— SOURCE TEXT —
By PETER J. PITTS
Roughly 125,000 Americans will die this year as a result of not taking their medications. This phenomenon – known as “medication non-adherence” – is the cause of 10 percent of all hospitalizations nationwide. It also costs our health care system up to $289 billion annually.
The reason patients don’t stick to their prescription regimen is simple: They can’t afford to. Right now, nearly 25 percent of Americans taking prescription drugs struggle to afford their medications. And due to high out-of-pocket costs, 30 percent of patients had to forgo taking their medication at some point within the last year.
This is a problem – and one that is easily preventable. Lowering patient out-of-pocket spending on prescription drugs would improve medication adherence, boost patient health outcomes, and generate billions in savings.
Thankfully, there are a number of promising reforms in Washington. Some of those reforms target patient out-of-pocket spending in Medicare’s “Part D” prescription drug benefit. This program currently helps more than 40 million seniors and people with disabilities afford their prescription drugs.
Right now, there is no cap on how much Part D beneficiaries could pay out-of-pocket for their prescriptions. This is a huge problem for beneficiaries battling one or more chronic diseases – many of whom require multiple drugs to live normal, healthy lives.
More than 800,000 Part D beneficiaries spend more than $5,000 per year on prescription medications, less than 2 percent of all enrollees. This 2 percent, however, accounts for 20 percent – roughly $3 billion – of enrollees’ total out-of-pocket drug spending.

— DATA SHOWN —
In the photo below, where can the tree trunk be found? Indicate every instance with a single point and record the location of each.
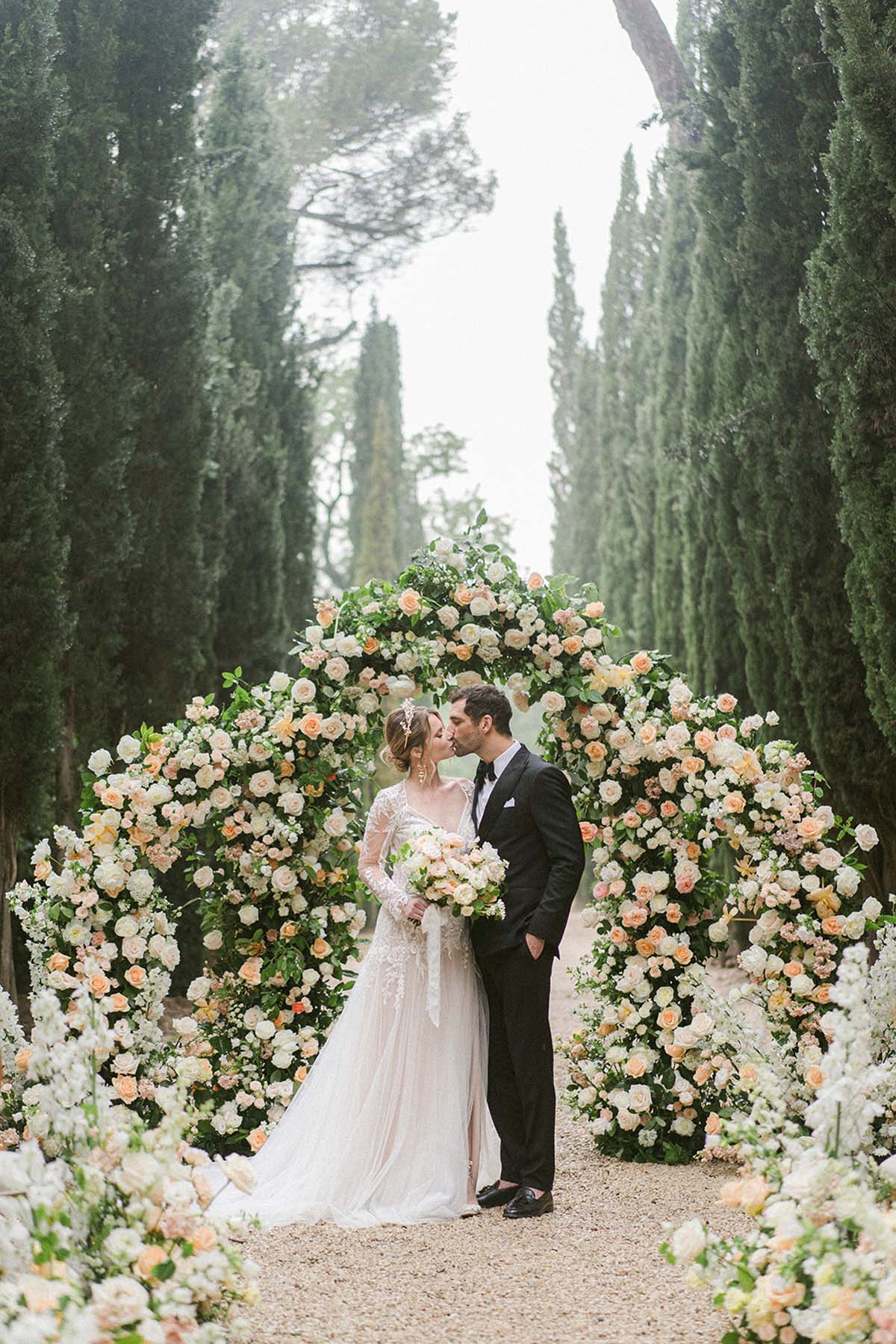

— EXERCISES —
**1.** Print the passage from the article on medication non-adherence, from "This is a problem" up to and including "normal, healthy lives.".
**2.** Carry on the article on medication non-adherence from the point where it stops.

— RESULTS IN ORDER —
**1.**
This is a problem – and one that is easily preventable. Lowering patient out-of-pocket spending on prescription drugs would improve medication adherence, boost patient health outcomes, and generate billions in savings.
Thankfully, there are a number of promising reforms in Washington. Some of those reforms target patient out-of-pocket spending in Medicare’s “Part D” prescription drug benefit. This program currently helps more than 40 million seniors and people with disabilities afford their prescription drugs.
Right now, there is no cap on how much Part D beneficiaries could pay out-of-pocket for their prescriptions. This is a huge problem for beneficiaries battling one or more chronic diseases – many of whom require multiple drugs to live normal, healthy lives.

**2.**
One proposal from the Trump administration would create an annual out-of-pocket maximum on prescription drugs. Once a beneficiary has paid $5,100 out-of-pocket at the pharmacy counter, he would no longer be on the hook for paying for his necessary medications for the rest of the year. For those patients who require costly, specialty drugs, those savings could add up quickly.
Another reform, also proposed by the Trump administration, would crack down on the greedy practices of pharmacy benefit managers, or PBMs. PBMs work as middlemen between drug manufacturers and insurers. They negotiate large discounts on prescription drugs, sometimes 30 percent off a drug’s initial list price.
Unfortunately, patients don’t always see these savings. And as a result, industry profits go up while patient cost sharing remains the same.
President Trump’s proposal puts a stop to this malpractice. Under his plan, it would be illegal for PBMs to keep any manufacturer rebates for themselves. These savings would instead flow directly to patients.
Patients would benefit greatly from this proposal. If the discounts negotiated by PBMs were re-directed to Part D beneficiaries at the point of sale, seniors would save up to $28 billion at the pharmacy over the next decade.
The federal government, meanwhile, could save up to $73 billion over the same time period.
The solution is simple: Americans are far more likely to take their medicines when they can afford them. And when patients follow their prescription regimen, they have better health outcomes as a result.
Capping out-of-pocket spending for Part D beneficiaries – and putting a stop to the predatory practices of PBMs – will save lives. Patients and lawmakers alike should fully support these reforms.
Peter J. Pitts, a former FDA Associate Commissioner, is President of the Center for Medicine in the Public Interest. The opinions expressed are those of the author and not necessarily those of this paper or its corporate ownership.